> _Provided records_:

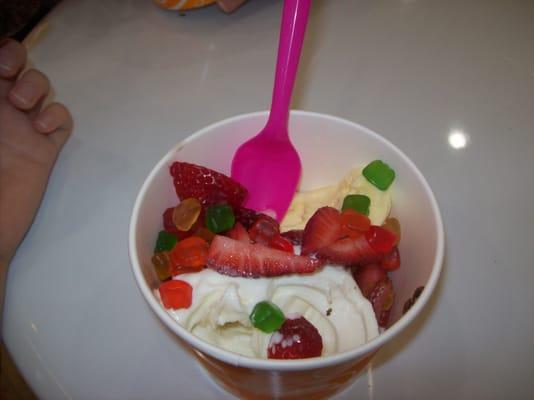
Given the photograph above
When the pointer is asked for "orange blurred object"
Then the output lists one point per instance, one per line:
(353, 224)
(183, 5)
(188, 255)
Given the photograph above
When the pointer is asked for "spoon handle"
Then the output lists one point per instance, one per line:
(292, 29)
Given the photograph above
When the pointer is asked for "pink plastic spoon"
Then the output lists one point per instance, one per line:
(268, 165)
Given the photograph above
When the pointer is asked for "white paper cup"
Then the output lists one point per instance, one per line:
(329, 147)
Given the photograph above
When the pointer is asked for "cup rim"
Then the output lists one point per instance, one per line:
(285, 365)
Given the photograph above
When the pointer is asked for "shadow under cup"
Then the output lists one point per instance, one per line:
(329, 147)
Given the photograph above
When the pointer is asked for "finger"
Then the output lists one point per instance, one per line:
(12, 58)
(32, 87)
(55, 121)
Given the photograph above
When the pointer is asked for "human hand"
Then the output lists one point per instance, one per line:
(31, 137)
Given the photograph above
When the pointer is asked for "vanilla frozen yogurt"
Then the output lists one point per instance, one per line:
(329, 299)
(304, 204)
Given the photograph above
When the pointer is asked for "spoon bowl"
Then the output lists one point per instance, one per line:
(268, 164)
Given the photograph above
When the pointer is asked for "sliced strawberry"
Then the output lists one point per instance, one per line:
(281, 243)
(206, 185)
(246, 216)
(297, 338)
(322, 229)
(264, 230)
(382, 298)
(230, 257)
(349, 251)
(239, 233)
(294, 236)
(367, 277)
(380, 239)
(391, 260)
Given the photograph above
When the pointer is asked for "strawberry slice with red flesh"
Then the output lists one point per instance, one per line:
(294, 236)
(322, 229)
(367, 277)
(297, 338)
(349, 251)
(264, 230)
(234, 258)
(239, 233)
(382, 298)
(206, 185)
(391, 260)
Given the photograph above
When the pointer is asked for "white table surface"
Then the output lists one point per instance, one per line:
(139, 79)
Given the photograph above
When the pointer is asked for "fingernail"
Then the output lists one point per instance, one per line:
(24, 92)
(8, 58)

> _What this task involves_:
Extract each of the lines above that contains the word "white". Case counts.

> _The result_:
When the pointer is asked for "white paper cup"
When the pointer is asked for "white table surface"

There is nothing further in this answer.